### Task directions
Transcribe the records below from the first line to the line that includes "[tag] red helmet (a point for each instance)", inclusive, and omit the pictures.

── The records ──

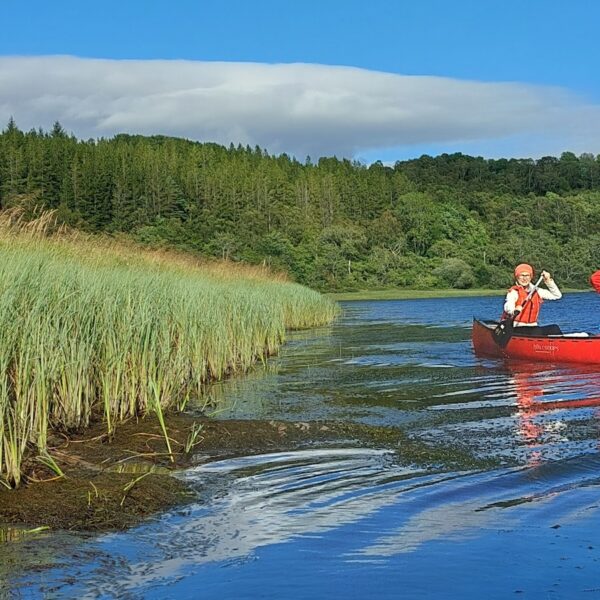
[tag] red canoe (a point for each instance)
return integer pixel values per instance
(568, 348)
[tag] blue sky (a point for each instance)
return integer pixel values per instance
(510, 78)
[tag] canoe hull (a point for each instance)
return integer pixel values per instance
(555, 349)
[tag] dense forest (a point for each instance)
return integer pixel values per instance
(450, 221)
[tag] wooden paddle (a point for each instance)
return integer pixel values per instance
(505, 328)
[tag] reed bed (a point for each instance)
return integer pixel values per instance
(94, 327)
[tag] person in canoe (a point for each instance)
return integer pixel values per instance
(527, 311)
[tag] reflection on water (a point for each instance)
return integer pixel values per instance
(356, 522)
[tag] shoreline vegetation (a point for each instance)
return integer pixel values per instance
(404, 294)
(93, 329)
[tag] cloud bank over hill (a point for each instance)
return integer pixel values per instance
(301, 109)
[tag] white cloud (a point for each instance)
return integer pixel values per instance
(295, 108)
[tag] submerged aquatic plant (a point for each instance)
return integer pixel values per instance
(91, 327)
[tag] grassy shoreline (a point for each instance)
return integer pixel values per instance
(92, 329)
(406, 294)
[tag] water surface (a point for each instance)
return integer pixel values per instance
(352, 522)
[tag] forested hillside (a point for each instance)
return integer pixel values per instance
(450, 221)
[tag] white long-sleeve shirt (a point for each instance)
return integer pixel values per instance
(551, 293)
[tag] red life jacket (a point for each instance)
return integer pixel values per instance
(531, 310)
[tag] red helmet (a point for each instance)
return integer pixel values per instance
(523, 268)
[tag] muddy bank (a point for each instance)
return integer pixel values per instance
(114, 484)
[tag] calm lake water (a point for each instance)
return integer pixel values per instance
(501, 501)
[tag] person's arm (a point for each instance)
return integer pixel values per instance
(551, 292)
(511, 302)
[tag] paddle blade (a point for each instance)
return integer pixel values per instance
(503, 332)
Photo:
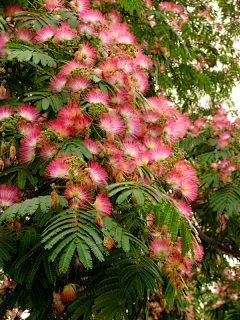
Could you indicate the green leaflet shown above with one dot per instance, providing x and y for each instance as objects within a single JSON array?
[
  {"x": 84, "y": 254},
  {"x": 29, "y": 207},
  {"x": 30, "y": 54},
  {"x": 226, "y": 199},
  {"x": 66, "y": 257},
  {"x": 70, "y": 231}
]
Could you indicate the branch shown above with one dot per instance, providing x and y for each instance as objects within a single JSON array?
[{"x": 220, "y": 245}]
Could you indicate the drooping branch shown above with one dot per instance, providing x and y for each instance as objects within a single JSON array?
[{"x": 220, "y": 245}]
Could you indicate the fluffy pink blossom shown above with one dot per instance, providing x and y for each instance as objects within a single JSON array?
[
  {"x": 222, "y": 143},
  {"x": 70, "y": 112},
  {"x": 140, "y": 81},
  {"x": 58, "y": 168},
  {"x": 92, "y": 146},
  {"x": 151, "y": 143},
  {"x": 125, "y": 65},
  {"x": 78, "y": 195},
  {"x": 174, "y": 180},
  {"x": 97, "y": 97},
  {"x": 131, "y": 149},
  {"x": 8, "y": 195},
  {"x": 111, "y": 124},
  {"x": 24, "y": 34},
  {"x": 142, "y": 60},
  {"x": 68, "y": 293},
  {"x": 113, "y": 17},
  {"x": 5, "y": 112},
  {"x": 93, "y": 16},
  {"x": 45, "y": 33},
  {"x": 69, "y": 67},
  {"x": 79, "y": 5},
  {"x": 86, "y": 54},
  {"x": 189, "y": 190},
  {"x": 64, "y": 33},
  {"x": 28, "y": 112},
  {"x": 52, "y": 4},
  {"x": 78, "y": 83},
  {"x": 47, "y": 151},
  {"x": 96, "y": 174},
  {"x": 160, "y": 153},
  {"x": 86, "y": 30},
  {"x": 61, "y": 128},
  {"x": 121, "y": 34},
  {"x": 160, "y": 247},
  {"x": 11, "y": 10},
  {"x": 133, "y": 128},
  {"x": 58, "y": 83}
]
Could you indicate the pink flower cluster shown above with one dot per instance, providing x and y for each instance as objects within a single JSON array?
[
  {"x": 169, "y": 254},
  {"x": 225, "y": 132}
]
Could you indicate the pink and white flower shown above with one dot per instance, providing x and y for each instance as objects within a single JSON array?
[
  {"x": 28, "y": 112},
  {"x": 102, "y": 204}
]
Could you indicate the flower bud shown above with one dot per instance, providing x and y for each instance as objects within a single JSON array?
[
  {"x": 108, "y": 243},
  {"x": 12, "y": 152},
  {"x": 98, "y": 221},
  {"x": 69, "y": 293}
]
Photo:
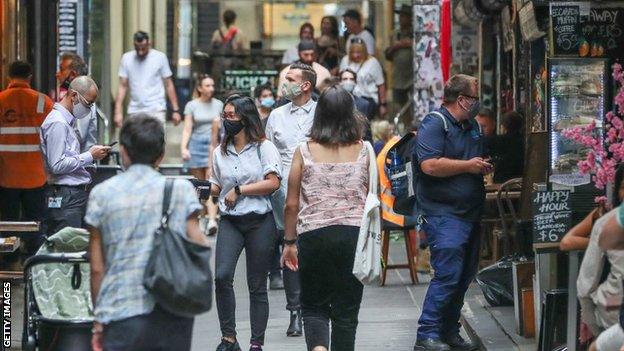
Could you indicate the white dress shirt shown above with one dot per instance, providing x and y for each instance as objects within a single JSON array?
[{"x": 287, "y": 127}]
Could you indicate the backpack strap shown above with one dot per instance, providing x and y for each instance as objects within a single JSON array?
[
  {"x": 441, "y": 116},
  {"x": 166, "y": 211}
]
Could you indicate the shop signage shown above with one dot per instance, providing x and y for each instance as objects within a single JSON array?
[
  {"x": 71, "y": 27},
  {"x": 552, "y": 217},
  {"x": 580, "y": 30},
  {"x": 245, "y": 80}
]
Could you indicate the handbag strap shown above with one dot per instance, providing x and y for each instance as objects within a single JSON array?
[
  {"x": 166, "y": 211},
  {"x": 372, "y": 169}
]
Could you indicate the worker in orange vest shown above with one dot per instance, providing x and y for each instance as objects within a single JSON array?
[
  {"x": 387, "y": 203},
  {"x": 22, "y": 175}
]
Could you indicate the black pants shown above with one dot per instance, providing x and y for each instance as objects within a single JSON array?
[
  {"x": 24, "y": 205},
  {"x": 72, "y": 211},
  {"x": 256, "y": 234},
  {"x": 156, "y": 331},
  {"x": 292, "y": 284},
  {"x": 329, "y": 290}
]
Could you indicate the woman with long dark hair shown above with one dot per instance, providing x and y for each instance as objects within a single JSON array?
[
  {"x": 197, "y": 138},
  {"x": 246, "y": 170},
  {"x": 327, "y": 189}
]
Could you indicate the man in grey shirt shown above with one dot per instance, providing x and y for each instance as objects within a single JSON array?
[{"x": 68, "y": 179}]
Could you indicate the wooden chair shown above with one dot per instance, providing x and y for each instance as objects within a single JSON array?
[{"x": 386, "y": 228}]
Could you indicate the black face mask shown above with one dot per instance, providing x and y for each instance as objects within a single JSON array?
[{"x": 232, "y": 127}]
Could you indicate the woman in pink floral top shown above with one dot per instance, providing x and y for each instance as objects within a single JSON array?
[{"x": 327, "y": 189}]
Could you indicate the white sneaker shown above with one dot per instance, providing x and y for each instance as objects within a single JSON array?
[{"x": 212, "y": 227}]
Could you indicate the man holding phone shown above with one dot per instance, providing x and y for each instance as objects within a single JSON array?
[
  {"x": 451, "y": 195},
  {"x": 66, "y": 196}
]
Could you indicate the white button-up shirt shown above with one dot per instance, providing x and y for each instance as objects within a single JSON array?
[
  {"x": 246, "y": 167},
  {"x": 287, "y": 127}
]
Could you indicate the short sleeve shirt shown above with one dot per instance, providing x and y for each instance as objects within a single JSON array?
[
  {"x": 369, "y": 76},
  {"x": 127, "y": 211},
  {"x": 145, "y": 79},
  {"x": 203, "y": 114},
  {"x": 249, "y": 166},
  {"x": 462, "y": 195}
]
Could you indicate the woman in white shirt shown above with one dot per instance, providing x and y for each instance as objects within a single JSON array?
[
  {"x": 371, "y": 84},
  {"x": 197, "y": 141},
  {"x": 246, "y": 171}
]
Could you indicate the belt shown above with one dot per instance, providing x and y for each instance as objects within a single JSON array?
[{"x": 84, "y": 187}]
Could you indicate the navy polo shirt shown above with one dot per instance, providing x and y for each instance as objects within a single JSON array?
[{"x": 460, "y": 196}]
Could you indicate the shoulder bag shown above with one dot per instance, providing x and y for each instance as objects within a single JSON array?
[
  {"x": 178, "y": 272},
  {"x": 367, "y": 262}
]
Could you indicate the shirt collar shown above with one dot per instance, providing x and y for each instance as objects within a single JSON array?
[
  {"x": 69, "y": 118},
  {"x": 18, "y": 84},
  {"x": 231, "y": 149},
  {"x": 307, "y": 107},
  {"x": 140, "y": 168}
]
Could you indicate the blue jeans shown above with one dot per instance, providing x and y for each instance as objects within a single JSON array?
[{"x": 454, "y": 246}]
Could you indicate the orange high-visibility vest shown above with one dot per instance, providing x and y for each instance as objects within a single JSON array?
[
  {"x": 22, "y": 111},
  {"x": 386, "y": 197}
]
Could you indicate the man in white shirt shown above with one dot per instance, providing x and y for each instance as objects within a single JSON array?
[
  {"x": 287, "y": 127},
  {"x": 146, "y": 72},
  {"x": 306, "y": 32},
  {"x": 308, "y": 56},
  {"x": 353, "y": 22}
]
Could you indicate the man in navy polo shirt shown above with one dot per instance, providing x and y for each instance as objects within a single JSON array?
[{"x": 451, "y": 194}]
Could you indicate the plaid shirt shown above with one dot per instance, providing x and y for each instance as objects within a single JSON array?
[{"x": 127, "y": 211}]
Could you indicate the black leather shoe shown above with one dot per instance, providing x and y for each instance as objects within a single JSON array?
[
  {"x": 431, "y": 345},
  {"x": 296, "y": 325},
  {"x": 276, "y": 282},
  {"x": 457, "y": 343},
  {"x": 228, "y": 346}
]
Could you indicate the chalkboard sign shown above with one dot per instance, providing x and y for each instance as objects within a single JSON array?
[
  {"x": 552, "y": 216},
  {"x": 580, "y": 30}
]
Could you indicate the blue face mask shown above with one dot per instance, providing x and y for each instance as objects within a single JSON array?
[{"x": 267, "y": 102}]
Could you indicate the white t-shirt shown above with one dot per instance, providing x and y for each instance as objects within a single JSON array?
[
  {"x": 145, "y": 79},
  {"x": 291, "y": 55},
  {"x": 368, "y": 39},
  {"x": 369, "y": 76}
]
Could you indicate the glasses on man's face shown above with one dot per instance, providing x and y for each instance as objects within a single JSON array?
[{"x": 84, "y": 100}]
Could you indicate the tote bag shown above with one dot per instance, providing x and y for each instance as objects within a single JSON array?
[
  {"x": 367, "y": 262},
  {"x": 178, "y": 272}
]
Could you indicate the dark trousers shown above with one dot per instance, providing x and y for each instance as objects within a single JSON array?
[
  {"x": 24, "y": 205},
  {"x": 454, "y": 246},
  {"x": 256, "y": 234},
  {"x": 72, "y": 211},
  {"x": 329, "y": 290},
  {"x": 292, "y": 283},
  {"x": 156, "y": 331}
]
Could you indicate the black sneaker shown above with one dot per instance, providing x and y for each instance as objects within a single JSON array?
[
  {"x": 457, "y": 343},
  {"x": 296, "y": 325},
  {"x": 228, "y": 346},
  {"x": 431, "y": 345}
]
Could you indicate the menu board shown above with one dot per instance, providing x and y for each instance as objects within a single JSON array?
[
  {"x": 552, "y": 217},
  {"x": 580, "y": 30}
]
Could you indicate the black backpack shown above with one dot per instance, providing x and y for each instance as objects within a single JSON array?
[{"x": 404, "y": 177}]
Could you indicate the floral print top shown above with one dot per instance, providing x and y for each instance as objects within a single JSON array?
[{"x": 332, "y": 193}]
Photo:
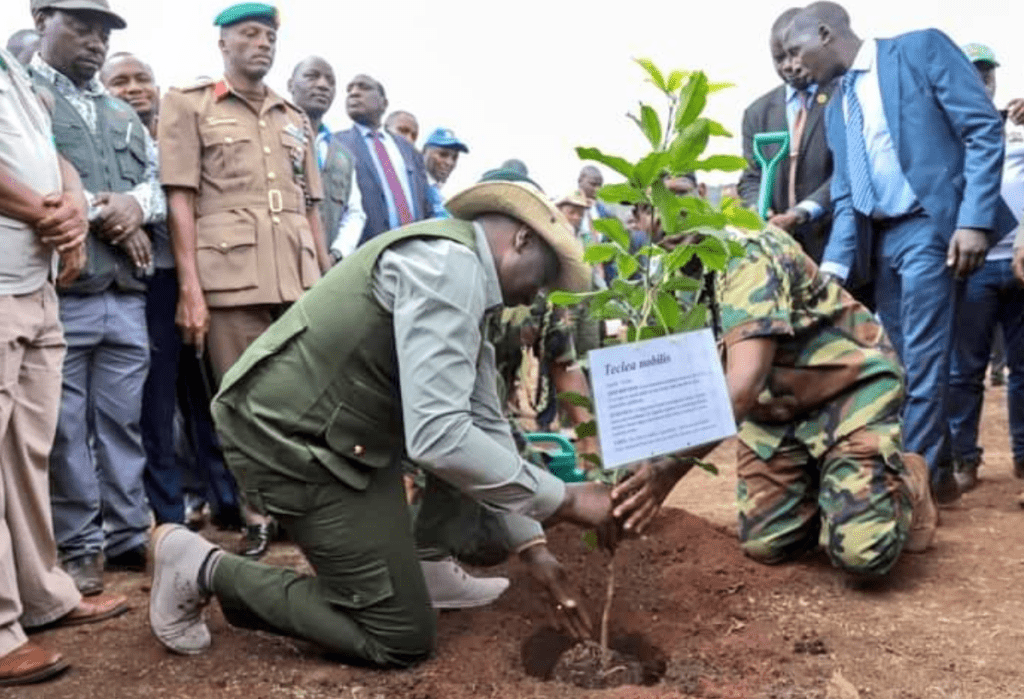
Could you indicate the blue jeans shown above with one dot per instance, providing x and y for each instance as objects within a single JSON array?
[
  {"x": 97, "y": 460},
  {"x": 993, "y": 298},
  {"x": 163, "y": 476},
  {"x": 915, "y": 298}
]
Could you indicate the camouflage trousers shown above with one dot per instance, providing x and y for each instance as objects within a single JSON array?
[{"x": 853, "y": 500}]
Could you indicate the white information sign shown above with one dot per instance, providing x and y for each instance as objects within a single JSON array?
[{"x": 659, "y": 396}]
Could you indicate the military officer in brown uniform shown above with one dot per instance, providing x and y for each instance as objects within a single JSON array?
[
  {"x": 240, "y": 168},
  {"x": 239, "y": 165}
]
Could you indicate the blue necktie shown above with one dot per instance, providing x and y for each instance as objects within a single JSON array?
[{"x": 861, "y": 188}]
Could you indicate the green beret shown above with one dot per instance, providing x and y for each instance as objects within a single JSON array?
[{"x": 260, "y": 11}]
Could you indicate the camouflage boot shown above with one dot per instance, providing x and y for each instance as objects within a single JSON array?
[
  {"x": 966, "y": 473},
  {"x": 926, "y": 513}
]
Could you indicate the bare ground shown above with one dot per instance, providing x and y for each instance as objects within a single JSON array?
[{"x": 948, "y": 624}]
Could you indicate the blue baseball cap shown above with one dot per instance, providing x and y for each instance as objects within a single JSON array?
[{"x": 444, "y": 138}]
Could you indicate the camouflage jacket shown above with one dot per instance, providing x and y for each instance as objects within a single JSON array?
[{"x": 832, "y": 353}]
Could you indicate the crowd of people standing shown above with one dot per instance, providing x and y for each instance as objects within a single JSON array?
[{"x": 224, "y": 245}]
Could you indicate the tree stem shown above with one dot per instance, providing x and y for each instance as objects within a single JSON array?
[{"x": 606, "y": 614}]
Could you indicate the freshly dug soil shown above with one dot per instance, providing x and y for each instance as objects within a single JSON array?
[{"x": 947, "y": 624}]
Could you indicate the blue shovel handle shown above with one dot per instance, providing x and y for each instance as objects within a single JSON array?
[{"x": 769, "y": 168}]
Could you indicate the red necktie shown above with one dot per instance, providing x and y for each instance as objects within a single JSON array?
[
  {"x": 798, "y": 135},
  {"x": 397, "y": 193}
]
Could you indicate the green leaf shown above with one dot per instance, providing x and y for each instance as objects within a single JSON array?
[
  {"x": 670, "y": 207},
  {"x": 655, "y": 75},
  {"x": 695, "y": 318},
  {"x": 620, "y": 165},
  {"x": 599, "y": 253},
  {"x": 615, "y": 193},
  {"x": 690, "y": 142},
  {"x": 627, "y": 264},
  {"x": 710, "y": 468},
  {"x": 692, "y": 99},
  {"x": 588, "y": 429},
  {"x": 668, "y": 308},
  {"x": 636, "y": 296},
  {"x": 680, "y": 282},
  {"x": 578, "y": 399},
  {"x": 614, "y": 229},
  {"x": 648, "y": 169},
  {"x": 743, "y": 218},
  {"x": 723, "y": 163},
  {"x": 651, "y": 126},
  {"x": 676, "y": 79},
  {"x": 712, "y": 253},
  {"x": 716, "y": 129},
  {"x": 565, "y": 298}
]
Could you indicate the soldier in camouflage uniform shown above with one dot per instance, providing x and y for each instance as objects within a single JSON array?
[{"x": 816, "y": 390}]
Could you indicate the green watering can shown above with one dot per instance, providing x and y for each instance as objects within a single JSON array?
[
  {"x": 769, "y": 168},
  {"x": 562, "y": 463}
]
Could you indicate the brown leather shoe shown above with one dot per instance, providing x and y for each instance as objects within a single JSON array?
[
  {"x": 29, "y": 663},
  {"x": 93, "y": 609},
  {"x": 926, "y": 514}
]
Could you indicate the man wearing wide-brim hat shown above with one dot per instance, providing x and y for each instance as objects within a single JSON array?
[{"x": 382, "y": 360}]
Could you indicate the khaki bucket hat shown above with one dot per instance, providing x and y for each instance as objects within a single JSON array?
[{"x": 526, "y": 204}]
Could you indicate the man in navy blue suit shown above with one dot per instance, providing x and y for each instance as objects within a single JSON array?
[
  {"x": 918, "y": 151},
  {"x": 389, "y": 170}
]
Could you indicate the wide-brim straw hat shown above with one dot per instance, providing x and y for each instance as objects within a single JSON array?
[{"x": 526, "y": 204}]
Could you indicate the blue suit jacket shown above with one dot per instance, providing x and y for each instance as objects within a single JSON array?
[
  {"x": 374, "y": 202},
  {"x": 949, "y": 139}
]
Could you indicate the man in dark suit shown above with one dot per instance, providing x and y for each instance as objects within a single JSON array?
[
  {"x": 389, "y": 171},
  {"x": 918, "y": 149},
  {"x": 800, "y": 204}
]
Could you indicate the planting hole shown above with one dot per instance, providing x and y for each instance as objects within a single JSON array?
[{"x": 549, "y": 654}]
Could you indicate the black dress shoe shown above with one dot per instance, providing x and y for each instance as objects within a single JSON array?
[
  {"x": 133, "y": 560},
  {"x": 87, "y": 572},
  {"x": 256, "y": 539}
]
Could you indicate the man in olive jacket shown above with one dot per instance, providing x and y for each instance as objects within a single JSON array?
[{"x": 383, "y": 359}]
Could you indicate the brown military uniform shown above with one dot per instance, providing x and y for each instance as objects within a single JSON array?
[{"x": 254, "y": 173}]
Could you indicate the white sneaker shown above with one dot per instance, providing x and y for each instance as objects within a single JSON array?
[
  {"x": 452, "y": 587},
  {"x": 176, "y": 601}
]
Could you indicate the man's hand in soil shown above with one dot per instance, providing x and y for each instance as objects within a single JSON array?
[
  {"x": 639, "y": 497},
  {"x": 119, "y": 217},
  {"x": 549, "y": 572},
  {"x": 139, "y": 248},
  {"x": 586, "y": 505},
  {"x": 65, "y": 226}
]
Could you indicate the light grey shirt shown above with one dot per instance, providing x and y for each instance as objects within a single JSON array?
[
  {"x": 27, "y": 150},
  {"x": 438, "y": 292}
]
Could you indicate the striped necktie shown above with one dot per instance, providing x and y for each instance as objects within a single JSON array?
[
  {"x": 397, "y": 193},
  {"x": 861, "y": 188}
]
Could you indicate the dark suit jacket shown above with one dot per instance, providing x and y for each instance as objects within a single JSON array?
[
  {"x": 814, "y": 165},
  {"x": 948, "y": 137},
  {"x": 374, "y": 203}
]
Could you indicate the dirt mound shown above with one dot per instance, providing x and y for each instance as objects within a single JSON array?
[{"x": 687, "y": 605}]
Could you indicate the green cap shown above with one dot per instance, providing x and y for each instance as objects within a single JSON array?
[
  {"x": 979, "y": 53},
  {"x": 260, "y": 11}
]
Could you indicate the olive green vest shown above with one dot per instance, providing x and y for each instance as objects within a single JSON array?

───

### Solution to the problem
[tag] red canoe (a point for each instance)
return integer pixel values per instance
(568, 348)
[tag] blue sky (a point for each instance)
return integer pixel values per instance
(510, 78)
[tag] canoe hull (a point for each instance)
return integer pixel values per instance
(555, 349)
[tag] dense forest (a point for each instance)
return integer pixel values per instance
(450, 221)
[tag] wooden paddle (a point for each instance)
return integer pixel values per instance
(505, 328)
[tag] reed bed (a point for each instance)
return integer pixel values per instance
(94, 327)
[tag] person in canoe (a point for each instance)
return integer pixel values per instance
(527, 311)
[tag] reflection on water (a point for each instance)
return integer pixel values per instance
(356, 522)
[tag] shoreline vegetation (a point for each instance)
return integer pixel values per instance
(404, 294)
(93, 329)
[tag] cloud bank over hill (a point for each instance)
return integer pixel values per instance
(301, 109)
[tag] white cloud (a point for each instance)
return integer pixel values per instance
(295, 108)
[tag] submerged aquatic plant (a point for each instance)
return integer pixel values per instance
(91, 327)
[tag] grassy shoreline (a point for each instance)
return integer pixel values per instance
(92, 329)
(406, 294)
[tag] water surface (a point for each instance)
return integer pixel values per instance
(352, 522)
[tag] forested hillside (a point for each instance)
return integer pixel values per instance
(450, 221)
[tag] white long-sleeve shirt (a point for each instance)
return integer pixel values per instance
(551, 293)
[tag] red life jacket (a point for each instance)
return integer pixel values per instance
(531, 310)
[tag] red helmet (a point for each instance)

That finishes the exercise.